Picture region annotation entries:
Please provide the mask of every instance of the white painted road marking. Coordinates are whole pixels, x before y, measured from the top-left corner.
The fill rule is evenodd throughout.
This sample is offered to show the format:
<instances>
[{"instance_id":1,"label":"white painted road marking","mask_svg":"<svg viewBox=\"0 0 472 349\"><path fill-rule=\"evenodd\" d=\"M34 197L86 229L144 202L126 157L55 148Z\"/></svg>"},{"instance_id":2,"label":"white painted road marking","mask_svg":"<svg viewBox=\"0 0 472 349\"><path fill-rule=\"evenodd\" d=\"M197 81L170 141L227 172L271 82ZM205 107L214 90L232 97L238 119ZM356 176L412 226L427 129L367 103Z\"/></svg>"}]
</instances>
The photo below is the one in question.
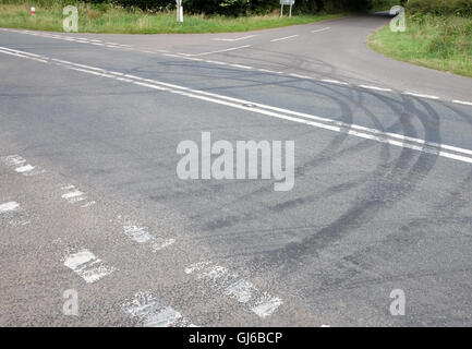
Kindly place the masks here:
<instances>
[{"instance_id":1,"label":"white painted road marking","mask_svg":"<svg viewBox=\"0 0 472 349\"><path fill-rule=\"evenodd\" d=\"M124 226L123 230L126 237L137 243L150 243L153 252L166 249L176 242L176 239L166 239L161 236L152 234L148 227L129 225Z\"/></svg>"},{"instance_id":2,"label":"white painted road marking","mask_svg":"<svg viewBox=\"0 0 472 349\"><path fill-rule=\"evenodd\" d=\"M322 79L324 83L330 83L330 84L337 84L337 85L349 85L348 83L344 83L342 81L331 80L331 79Z\"/></svg>"},{"instance_id":3,"label":"white painted road marking","mask_svg":"<svg viewBox=\"0 0 472 349\"><path fill-rule=\"evenodd\" d=\"M1 49L1 47L0 47L0 49ZM1 50L0 50L0 52L1 52ZM28 57L26 53L22 55L22 58L33 59L32 57ZM77 71L81 71L84 73L99 75L102 77L117 79L117 75L113 75L113 74L111 74L111 72L106 71L104 69L93 68L93 70L86 70L86 69L80 70L80 69L72 67L72 65L77 65L76 63L66 62L66 61L62 61L62 62L64 62L64 63L56 63L56 64L64 67L65 69L77 70ZM97 71L105 72L105 73L98 73ZM215 103L215 104L219 104L219 105L225 105L228 107L238 108L241 110L246 110L246 111L258 113L258 115L264 115L264 116L268 116L268 117L273 117L273 118L283 119L287 121L303 123L303 124L311 125L314 128L319 128L319 129L325 129L325 130L329 130L329 131L346 133L346 134L354 135L354 136L362 137L365 140L372 140L372 141L376 141L376 142L384 143L384 144L390 144L390 145L395 145L398 147L410 148L410 149L422 152L422 153L433 154L436 156L441 156L441 157L455 159L458 161L472 164L472 157L463 156L463 155L459 155L459 154L453 154L453 153L461 153L461 154L470 155L470 153L472 152L470 149L464 149L464 148L445 145L445 144L426 142L424 140L409 137L409 136L404 136L401 134L384 132L380 130L361 127L361 125L356 125L356 124L349 124L349 123L336 121L336 120L329 119L329 118L324 118L324 117L307 115L307 113L298 112L298 111L293 111L293 110L289 110L289 109L267 106L267 105L257 104L257 103L250 101L250 100L227 97L227 96L213 94L213 93L208 93L208 92L204 92L204 91L192 89L189 87L169 84L169 83L165 83L165 82L160 82L160 81L156 81L156 80L144 79L144 77L134 76L134 75L130 75L130 74L125 74L124 76L131 77L133 80L137 80L137 81L132 82L135 85L145 86L145 87L149 87L149 88L154 88L154 89L158 89L158 91L165 91L168 93L178 94L181 96L185 96L185 97L190 97L190 98L196 98L196 99L201 99L201 100L205 100L205 101L209 101L209 103ZM146 83L143 83L141 81L144 81ZM334 82L334 81L330 81L330 82ZM341 82L339 82L339 83L341 83ZM341 83L341 84L347 84L347 83ZM247 105L251 105L251 107L246 107ZM444 149L451 151L453 153L448 153L448 152L445 152Z\"/></svg>"},{"instance_id":4,"label":"white painted road marking","mask_svg":"<svg viewBox=\"0 0 472 349\"><path fill-rule=\"evenodd\" d=\"M259 291L251 281L213 262L192 264L185 268L185 273L196 274L197 278L211 281L215 290L249 306L263 318L270 316L283 303L280 298Z\"/></svg>"},{"instance_id":5,"label":"white painted road marking","mask_svg":"<svg viewBox=\"0 0 472 349\"><path fill-rule=\"evenodd\" d=\"M87 284L95 282L117 270L114 267L106 265L86 249L68 255L64 265L81 276Z\"/></svg>"},{"instance_id":6,"label":"white painted road marking","mask_svg":"<svg viewBox=\"0 0 472 349\"><path fill-rule=\"evenodd\" d=\"M143 323L144 327L195 327L178 311L166 306L150 292L138 292L122 305L123 310Z\"/></svg>"},{"instance_id":7,"label":"white painted road marking","mask_svg":"<svg viewBox=\"0 0 472 349\"><path fill-rule=\"evenodd\" d=\"M281 40L288 40L294 37L298 37L300 35L295 34L295 35L290 35L290 36L285 36L285 37L279 37L278 39L271 39L270 43L276 43L276 41L281 41Z\"/></svg>"},{"instance_id":8,"label":"white painted road marking","mask_svg":"<svg viewBox=\"0 0 472 349\"><path fill-rule=\"evenodd\" d=\"M208 56L208 55L214 55L214 53L235 51L235 50L240 50L240 49L247 48L247 47L251 47L251 45L231 47L231 48L227 48L223 50L209 51L209 52L203 52L203 53L193 53L193 55L192 53L179 53L179 55L186 56L186 57L199 57L199 56Z\"/></svg>"},{"instance_id":9,"label":"white painted road marking","mask_svg":"<svg viewBox=\"0 0 472 349\"><path fill-rule=\"evenodd\" d=\"M61 197L65 198L70 204L85 202L87 200L87 195L85 195L84 192L76 189L75 185L68 184L65 186L62 186L61 189L62 191L65 191L65 193L63 193ZM81 205L81 207L85 208L95 204L96 204L95 201L89 201Z\"/></svg>"},{"instance_id":10,"label":"white painted road marking","mask_svg":"<svg viewBox=\"0 0 472 349\"><path fill-rule=\"evenodd\" d=\"M247 35L247 36L238 37L238 38L234 38L234 39L214 38L214 40L217 40L217 41L240 41L240 40L245 40L245 39L249 39L249 38L252 38L252 37L255 37L255 36L257 36L257 35Z\"/></svg>"},{"instance_id":11,"label":"white painted road marking","mask_svg":"<svg viewBox=\"0 0 472 349\"><path fill-rule=\"evenodd\" d=\"M9 212L14 212L19 208L20 208L20 204L14 202L14 201L11 201L11 202L4 203L4 204L0 204L0 215L9 213Z\"/></svg>"},{"instance_id":12,"label":"white painted road marking","mask_svg":"<svg viewBox=\"0 0 472 349\"><path fill-rule=\"evenodd\" d=\"M384 87L370 86L370 85L359 85L359 87L366 88L366 89L380 91L380 92L392 92L391 88L384 88Z\"/></svg>"},{"instance_id":13,"label":"white painted road marking","mask_svg":"<svg viewBox=\"0 0 472 349\"><path fill-rule=\"evenodd\" d=\"M417 93L409 92L409 91L404 92L403 95L420 97L420 98L427 98L427 99L439 99L439 97L437 97L437 96L423 95L423 94L417 94Z\"/></svg>"},{"instance_id":14,"label":"white painted road marking","mask_svg":"<svg viewBox=\"0 0 472 349\"><path fill-rule=\"evenodd\" d=\"M24 176L35 176L45 172L45 170L39 170L35 166L27 164L26 159L16 154L7 156L4 163L8 167L13 167L17 173Z\"/></svg>"},{"instance_id":15,"label":"white painted road marking","mask_svg":"<svg viewBox=\"0 0 472 349\"><path fill-rule=\"evenodd\" d=\"M326 28L323 28L323 29L316 29L316 31L312 31L311 33L319 33L319 32L325 32L325 31L328 31L328 29L330 29L331 27L329 27L329 26L327 26Z\"/></svg>"},{"instance_id":16,"label":"white painted road marking","mask_svg":"<svg viewBox=\"0 0 472 349\"><path fill-rule=\"evenodd\" d=\"M316 31L312 31L312 33L323 32L323 31L327 31L329 28L330 27L323 28L323 29L316 29ZM29 31L15 31L15 29L7 29L7 28L0 28L0 31L12 32L12 33L20 33L20 34L28 34L28 35L34 35L34 36L51 37L51 36L46 35L46 34L38 34L38 33L29 32ZM59 38L59 37L57 37L57 38ZM71 41L71 40L72 41L77 41L77 39L75 39L74 37L61 36L60 38L63 39L63 40L69 40L69 41ZM88 41L90 41L90 44L92 44L92 41L94 41L94 40L89 39ZM99 40L95 40L95 41L99 41ZM121 45L121 44L116 44L116 43L105 43L105 44L108 44L108 45L106 45L106 47L109 47L109 48L123 48L123 47L126 48L126 49L133 48L130 45ZM7 49L7 48L3 48L3 49ZM239 49L239 48L237 48L237 49ZM23 56L19 56L19 53L11 52L11 49L9 49L9 50L10 50L10 52L4 52L4 51L0 51L0 52L5 53L5 55L11 55L11 56L16 56L16 57L23 57ZM158 49L154 49L154 51L148 51L148 50L142 50L142 49L134 48L134 50L138 51L138 52L152 53L152 55L156 55L157 52L161 52L161 53L169 52L168 50L158 50ZM216 52L219 52L219 51L204 52L203 55L210 55L210 53L216 53ZM33 53L29 53L29 55L33 55ZM189 53L164 55L164 56L176 57L176 58L186 59L186 60L201 61L199 59L196 59L196 58L190 58L189 56L194 56L194 55L189 55ZM43 63L47 63L47 61L45 61L43 59L39 59L39 58L37 58L35 60L39 61L39 62L43 62ZM231 63L219 62L219 61L206 61L206 62L207 63L213 63L213 64L219 64L219 65L230 65L231 64ZM238 65L233 65L233 67L239 68ZM267 72L267 73L275 73L275 74L282 74L282 75L285 75L285 72L281 72L281 71L280 72L268 71L268 70L265 70L265 69L258 69L258 68L254 68L254 67L247 68L247 65L242 65L242 67L243 67L242 69L255 69L255 70L258 70L261 72ZM323 80L320 80L320 81L323 81ZM330 81L330 80L324 80L323 82L335 83L335 84L342 84L342 85L349 85L348 83L340 83L340 82ZM364 85L360 85L360 87L368 88L368 87L366 87ZM370 87L375 87L375 86L370 86ZM371 88L371 89L377 89L377 88ZM385 89L382 88L382 89L377 89L377 91L394 92L394 89L390 89L390 88L385 88ZM407 92L407 94L409 94L409 93ZM428 95L425 95L425 94L413 94L413 96L419 97L419 98L440 99L439 97L428 96ZM461 104L461 105L465 105L465 106L472 106L471 101L462 101L462 100L455 99L455 100L451 100L451 103Z\"/></svg>"},{"instance_id":17,"label":"white painted road marking","mask_svg":"<svg viewBox=\"0 0 472 349\"><path fill-rule=\"evenodd\" d=\"M464 100L452 100L452 103L458 104L458 105L464 105L464 106L472 106L472 101L464 101Z\"/></svg>"}]
</instances>

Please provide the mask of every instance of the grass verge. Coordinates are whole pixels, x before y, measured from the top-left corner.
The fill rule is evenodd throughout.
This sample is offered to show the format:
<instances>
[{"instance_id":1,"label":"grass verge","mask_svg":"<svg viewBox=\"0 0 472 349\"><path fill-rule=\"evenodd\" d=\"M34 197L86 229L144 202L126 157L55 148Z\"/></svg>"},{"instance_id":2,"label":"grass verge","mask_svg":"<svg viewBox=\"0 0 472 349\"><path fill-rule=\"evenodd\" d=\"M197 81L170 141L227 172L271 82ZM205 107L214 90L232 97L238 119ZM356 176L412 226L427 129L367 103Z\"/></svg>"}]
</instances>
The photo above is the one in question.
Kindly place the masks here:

WHAT IS ASKED: Which lines of the entries above contain the word "every"? Collect each of those lines and copy it out in full.

REPLY:
Please provide the mask of every instance of the white painted road marking. Coordinates are whole pixels, x before y, measured from the top-left corner.
Please provide the mask of every instance of the grass verge. Coordinates are whole pixels, x before y, measured from the top-left corner.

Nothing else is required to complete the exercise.